◆ THE TASK:
Copy out every one of the following lines word for word, without changing anything.

Data entries:
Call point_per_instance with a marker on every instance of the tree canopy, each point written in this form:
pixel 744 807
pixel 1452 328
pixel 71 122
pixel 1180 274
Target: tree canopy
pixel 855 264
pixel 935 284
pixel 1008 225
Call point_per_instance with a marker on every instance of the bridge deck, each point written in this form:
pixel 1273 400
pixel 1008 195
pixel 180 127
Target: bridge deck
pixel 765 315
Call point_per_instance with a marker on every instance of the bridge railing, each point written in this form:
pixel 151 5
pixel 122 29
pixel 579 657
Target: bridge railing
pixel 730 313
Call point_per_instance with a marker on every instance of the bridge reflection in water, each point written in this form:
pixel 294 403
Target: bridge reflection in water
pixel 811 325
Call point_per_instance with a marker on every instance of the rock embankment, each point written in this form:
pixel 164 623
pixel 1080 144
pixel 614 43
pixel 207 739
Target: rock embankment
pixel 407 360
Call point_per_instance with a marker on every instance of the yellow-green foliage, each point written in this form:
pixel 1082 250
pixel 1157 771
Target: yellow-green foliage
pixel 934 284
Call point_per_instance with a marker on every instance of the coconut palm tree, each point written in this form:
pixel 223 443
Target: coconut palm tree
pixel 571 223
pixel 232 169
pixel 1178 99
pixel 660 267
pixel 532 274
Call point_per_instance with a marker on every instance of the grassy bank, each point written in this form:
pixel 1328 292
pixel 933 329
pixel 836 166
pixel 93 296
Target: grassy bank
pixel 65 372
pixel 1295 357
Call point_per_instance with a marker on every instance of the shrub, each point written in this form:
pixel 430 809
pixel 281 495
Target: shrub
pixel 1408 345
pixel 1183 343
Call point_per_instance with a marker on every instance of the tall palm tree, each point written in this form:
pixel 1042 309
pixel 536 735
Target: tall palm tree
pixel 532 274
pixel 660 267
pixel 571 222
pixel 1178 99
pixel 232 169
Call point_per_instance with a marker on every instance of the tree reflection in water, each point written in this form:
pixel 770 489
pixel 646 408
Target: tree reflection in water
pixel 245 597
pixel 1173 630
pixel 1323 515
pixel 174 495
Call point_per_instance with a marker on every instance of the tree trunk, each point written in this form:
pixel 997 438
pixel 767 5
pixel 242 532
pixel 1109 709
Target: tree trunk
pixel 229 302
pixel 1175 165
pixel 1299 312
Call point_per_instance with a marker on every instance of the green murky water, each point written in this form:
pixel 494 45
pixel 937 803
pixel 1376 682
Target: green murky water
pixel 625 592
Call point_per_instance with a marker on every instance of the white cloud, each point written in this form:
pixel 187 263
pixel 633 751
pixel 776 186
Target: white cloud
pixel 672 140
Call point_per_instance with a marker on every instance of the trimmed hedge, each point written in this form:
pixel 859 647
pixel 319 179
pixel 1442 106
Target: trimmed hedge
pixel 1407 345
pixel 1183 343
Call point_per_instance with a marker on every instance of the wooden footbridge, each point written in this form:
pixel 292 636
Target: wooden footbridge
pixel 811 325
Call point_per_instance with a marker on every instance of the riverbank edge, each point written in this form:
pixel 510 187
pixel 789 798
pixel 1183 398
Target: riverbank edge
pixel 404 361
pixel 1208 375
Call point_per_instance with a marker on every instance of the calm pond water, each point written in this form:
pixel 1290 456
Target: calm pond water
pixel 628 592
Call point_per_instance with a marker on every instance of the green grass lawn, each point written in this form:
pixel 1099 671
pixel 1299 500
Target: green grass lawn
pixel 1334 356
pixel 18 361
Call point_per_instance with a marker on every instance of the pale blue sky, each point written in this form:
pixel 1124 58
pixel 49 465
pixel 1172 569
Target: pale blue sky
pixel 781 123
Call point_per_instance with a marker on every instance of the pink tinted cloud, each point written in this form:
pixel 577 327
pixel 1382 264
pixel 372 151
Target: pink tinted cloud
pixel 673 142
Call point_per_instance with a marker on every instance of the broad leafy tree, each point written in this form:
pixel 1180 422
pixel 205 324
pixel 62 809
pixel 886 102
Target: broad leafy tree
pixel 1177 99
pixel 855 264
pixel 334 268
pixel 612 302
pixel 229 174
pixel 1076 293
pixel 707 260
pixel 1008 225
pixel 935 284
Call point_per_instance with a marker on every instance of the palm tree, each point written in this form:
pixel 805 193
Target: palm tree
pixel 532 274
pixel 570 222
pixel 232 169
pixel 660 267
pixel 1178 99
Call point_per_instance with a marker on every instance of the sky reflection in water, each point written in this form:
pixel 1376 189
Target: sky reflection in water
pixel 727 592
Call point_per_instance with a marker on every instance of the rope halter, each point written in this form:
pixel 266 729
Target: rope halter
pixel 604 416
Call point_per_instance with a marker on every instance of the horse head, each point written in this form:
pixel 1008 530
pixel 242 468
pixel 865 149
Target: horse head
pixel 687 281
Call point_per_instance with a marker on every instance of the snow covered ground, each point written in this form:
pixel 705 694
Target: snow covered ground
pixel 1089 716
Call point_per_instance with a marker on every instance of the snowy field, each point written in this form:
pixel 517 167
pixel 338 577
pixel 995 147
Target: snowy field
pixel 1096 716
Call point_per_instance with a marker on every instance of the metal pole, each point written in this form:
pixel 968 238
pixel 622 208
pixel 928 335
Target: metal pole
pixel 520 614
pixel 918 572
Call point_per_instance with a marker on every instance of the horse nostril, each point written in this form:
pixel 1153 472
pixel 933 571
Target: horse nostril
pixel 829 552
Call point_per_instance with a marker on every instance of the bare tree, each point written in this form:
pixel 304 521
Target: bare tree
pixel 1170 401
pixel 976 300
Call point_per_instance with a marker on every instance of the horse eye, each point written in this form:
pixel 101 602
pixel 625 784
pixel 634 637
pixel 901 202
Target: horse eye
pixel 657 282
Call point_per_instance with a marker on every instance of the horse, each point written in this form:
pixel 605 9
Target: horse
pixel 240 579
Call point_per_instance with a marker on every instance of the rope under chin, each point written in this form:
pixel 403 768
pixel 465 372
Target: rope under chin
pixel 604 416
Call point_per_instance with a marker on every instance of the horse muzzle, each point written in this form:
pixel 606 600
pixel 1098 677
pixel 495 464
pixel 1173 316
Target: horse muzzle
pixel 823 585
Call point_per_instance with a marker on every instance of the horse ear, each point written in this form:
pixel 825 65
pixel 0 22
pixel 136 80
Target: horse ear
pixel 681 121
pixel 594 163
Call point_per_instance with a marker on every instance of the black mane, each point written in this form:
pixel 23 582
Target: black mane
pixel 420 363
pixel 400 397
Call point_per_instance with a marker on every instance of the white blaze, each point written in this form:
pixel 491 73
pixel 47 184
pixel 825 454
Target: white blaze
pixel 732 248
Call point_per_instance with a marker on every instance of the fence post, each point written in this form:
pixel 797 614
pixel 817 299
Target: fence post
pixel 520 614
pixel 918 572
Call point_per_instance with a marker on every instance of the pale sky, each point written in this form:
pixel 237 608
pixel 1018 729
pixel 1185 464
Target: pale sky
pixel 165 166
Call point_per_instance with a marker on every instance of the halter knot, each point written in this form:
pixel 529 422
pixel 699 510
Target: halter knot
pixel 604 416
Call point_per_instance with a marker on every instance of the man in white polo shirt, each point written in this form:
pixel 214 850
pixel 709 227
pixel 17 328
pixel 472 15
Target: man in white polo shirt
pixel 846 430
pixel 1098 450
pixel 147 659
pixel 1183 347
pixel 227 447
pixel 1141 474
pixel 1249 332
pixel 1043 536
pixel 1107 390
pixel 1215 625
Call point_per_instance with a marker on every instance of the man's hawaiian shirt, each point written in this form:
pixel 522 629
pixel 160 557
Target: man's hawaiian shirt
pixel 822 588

◆ ANSWER FOR THE TASK:
Call point_per_instance with a marker on every instance of the tree canopy, each point written in this form:
pixel 744 807
pixel 1452 328
pixel 71 122
pixel 1180 274
Target: tree canopy
pixel 855 264
pixel 935 284
pixel 1008 225
Call point_per_instance with a marker on every instance of the bridge deck, each point written in this form:
pixel 1273 400
pixel 1008 195
pixel 180 127
Target: bridge deck
pixel 765 315
Call point_per_instance with a marker on every instance of the bridge railing, each point written in this form:
pixel 151 5
pixel 122 29
pixel 579 657
Target: bridge railing
pixel 730 313
Call point_per_instance with a marker on every instance of the bridge reflection in water, each point written in this form:
pixel 294 403
Target: bridge reflection in water
pixel 811 325
Call point_per_instance with a marker on every instance of the rock embankment, each point written in this form:
pixel 164 623
pixel 1080 144
pixel 614 43
pixel 207 739
Target: rock embankment
pixel 407 360
Call point_per_instance with a marker on every instance of the yellow-green foliage, each point written in this form:
pixel 1082 250
pixel 1157 771
Target: yellow-green foliage
pixel 934 284
Call point_per_instance with a marker on every instance of the coconut palm tree, each point written in this form:
pixel 223 443
Target: coconut palm tree
pixel 571 223
pixel 232 169
pixel 1178 99
pixel 660 267
pixel 532 274
Call point_per_instance with a marker on every instance of the grassy bank, each point written in this form:
pixel 1328 292
pixel 933 329
pixel 836 166
pixel 93 296
Target: grassy bank
pixel 65 372
pixel 1295 357
Call point_per_instance with a marker on every instance of the shrub, each point written in this form:
pixel 430 809
pixel 281 495
Target: shrub
pixel 1408 345
pixel 1183 343
Call point_per_instance with a marker on every instance of the tall palm tree, each point written in this form:
pixel 1042 309
pixel 536 735
Target: tall palm tree
pixel 532 274
pixel 660 267
pixel 571 222
pixel 1178 99
pixel 232 169
Call point_per_instance with a marker on every instance of the tree reflection in water, each point written in this form:
pixel 770 489
pixel 646 408
Target: tree reflection in water
pixel 245 597
pixel 1173 630
pixel 1323 515
pixel 174 495
Call point_per_instance with a marker on every instance of the tree trunk, each point written in this form:
pixel 997 438
pixel 767 5
pixel 242 532
pixel 1109 709
Target: tree trunk
pixel 229 302
pixel 1175 165
pixel 1299 312
Call point_per_instance with a marker on every instance of the green murky water, each point written in this form:
pixel 494 45
pixel 937 803
pixel 1376 682
Target: green murky water
pixel 625 592
Call point_per_instance with a marker on every instance of the white cloud, each point written in this form:
pixel 187 263
pixel 633 751
pixel 776 186
Target: white cloud
pixel 672 140
Call point_per_instance with a marker on every instance of the trimmed hedge, each point written in this form:
pixel 859 647
pixel 319 179
pixel 1442 106
Target: trimmed hedge
pixel 1407 345
pixel 1183 343
Call point_per_instance with a marker on every instance of the wooden footbridge, each point written in this form:
pixel 292 636
Target: wooden footbridge
pixel 811 325
Call point_per_instance with a marker on every instance of the riverbank edge, each point written in this form:
pixel 510 187
pixel 789 798
pixel 1183 398
Target: riverbank edge
pixel 404 361
pixel 1208 375
Call point_per_instance with a marker on every instance of the calm pond water, each point written in this form:
pixel 1290 456
Target: calm pond water
pixel 628 592
Call point_per_instance with a marker on every instance of the green grass lawn, each point written in this form:
pixel 1099 671
pixel 1299 500
Target: green grass lawn
pixel 1334 356
pixel 18 361
Call point_per_instance with a marker on every instance of the pale blue sky, each point written in this form:
pixel 1124 58
pixel 49 465
pixel 1172 569
Target: pale blue sky
pixel 781 123
Call point_per_instance with a marker on every instance of the pink tinted cloud, each point written in this form:
pixel 577 327
pixel 1382 264
pixel 372 151
Target: pink tinted cloud
pixel 673 142
Call point_per_instance with a marker on every instance of the broad leafy tree, each point written in this form:
pixel 1180 422
pixel 205 324
pixel 62 809
pixel 886 102
Target: broad leafy tree
pixel 1177 99
pixel 855 264
pixel 334 268
pixel 612 302
pixel 229 174
pixel 1076 293
pixel 707 260
pixel 1008 225
pixel 935 284
Call point_per_instance with a marker on every instance of the palm tree, each point written in this form:
pixel 805 193
Target: palm tree
pixel 532 274
pixel 570 222
pixel 232 169
pixel 660 267
pixel 1178 99
Call point_per_instance with a marker on every instance of the sky reflection in water, each point written in this form:
pixel 1376 189
Target: sky reflection in water
pixel 727 592
Call point_per_instance with a marker on every instance of the rope halter, each point written in this form:
pixel 266 729
Target: rope halter
pixel 604 416
Call point_per_instance with a marker on every instance of the horse head, each point written in this form:
pixel 1008 530
pixel 242 468
pixel 865 149
Target: horse head
pixel 687 281
Call point_per_instance with a marker on every instance of the snow covered ground, each point written in this form:
pixel 705 694
Target: snow covered ground
pixel 1089 716
Call point_per_instance with a marker on every instance of the snowy field, each point written in this form:
pixel 517 167
pixel 338 577
pixel 995 147
Target: snowy field
pixel 1096 716
Call point_per_instance with a marker on every instance of the metal pole, each point written in this form:
pixel 968 238
pixel 622 208
pixel 928 335
Target: metal pole
pixel 520 614
pixel 918 572
Call point_per_instance with a marker on every instance of the horse nostril, each point written in this form:
pixel 1153 472
pixel 933 571
Target: horse nostril
pixel 829 552
Call point_per_instance with a marker on every instance of the bare tree, each point written in this form:
pixel 304 521
Target: bare tree
pixel 1170 401
pixel 976 300
Call point_per_instance with a marker on every instance of the horse eye, each point written in this form:
pixel 101 602
pixel 625 784
pixel 634 637
pixel 901 202
Target: horse eye
pixel 657 282
Call point_per_instance with a marker on every instance of the horse, each point written in this form:
pixel 605 9
Target: horse
pixel 240 579
Call point_per_instance with a marker on every instance of the rope under chin, each point written in this form:
pixel 403 768
pixel 465 372
Target: rope under chin
pixel 604 416
Call point_per_instance with a marker on every instance of the horse muzzle, each point written in this form:
pixel 606 600
pixel 1098 677
pixel 495 464
pixel 1173 316
Target: horse muzzle
pixel 823 585
Call point_per_instance with a marker on every instance of the horse ear, each point written in this form:
pixel 825 65
pixel 0 22
pixel 136 80
Target: horse ear
pixel 681 121
pixel 594 163
Call point_per_instance with a marker on every instance of the black mane, each point written in this form:
pixel 23 582
Target: black mane
pixel 420 363
pixel 400 397
Call point_per_instance with a marker on every instance of the white blaze, each point written in this form:
pixel 491 73
pixel 47 184
pixel 825 454
Target: white blaze
pixel 732 248
Call point_per_instance with a marker on every instance of the fence post, each point written in this form:
pixel 797 614
pixel 817 299
Target: fence post
pixel 520 614
pixel 918 572
Call point_per_instance with a marker on every instance of the pale sky, each point written in this form:
pixel 237 608
pixel 1018 729
pixel 1185 464
Target: pale sky
pixel 165 166
Call point_per_instance with a marker on every instance of the halter knot, each point written in this form:
pixel 529 422
pixel 699 510
Target: halter knot
pixel 604 416
Call point_per_instance with a marker on every instance of the man in white polo shirt, each point written in this form:
pixel 214 850
pixel 709 227
pixel 17 328
pixel 472 15
Target: man in white polo shirt
pixel 846 430
pixel 1098 450
pixel 147 659
pixel 1183 347
pixel 227 447
pixel 1141 474
pixel 1249 332
pixel 1043 536
pixel 1107 390
pixel 1215 625
Call point_per_instance with a marker on every instance of the man's hawaiian shirt, each point written in this form:
pixel 522 629
pixel 160 557
Target: man's hawaiian shirt
pixel 822 588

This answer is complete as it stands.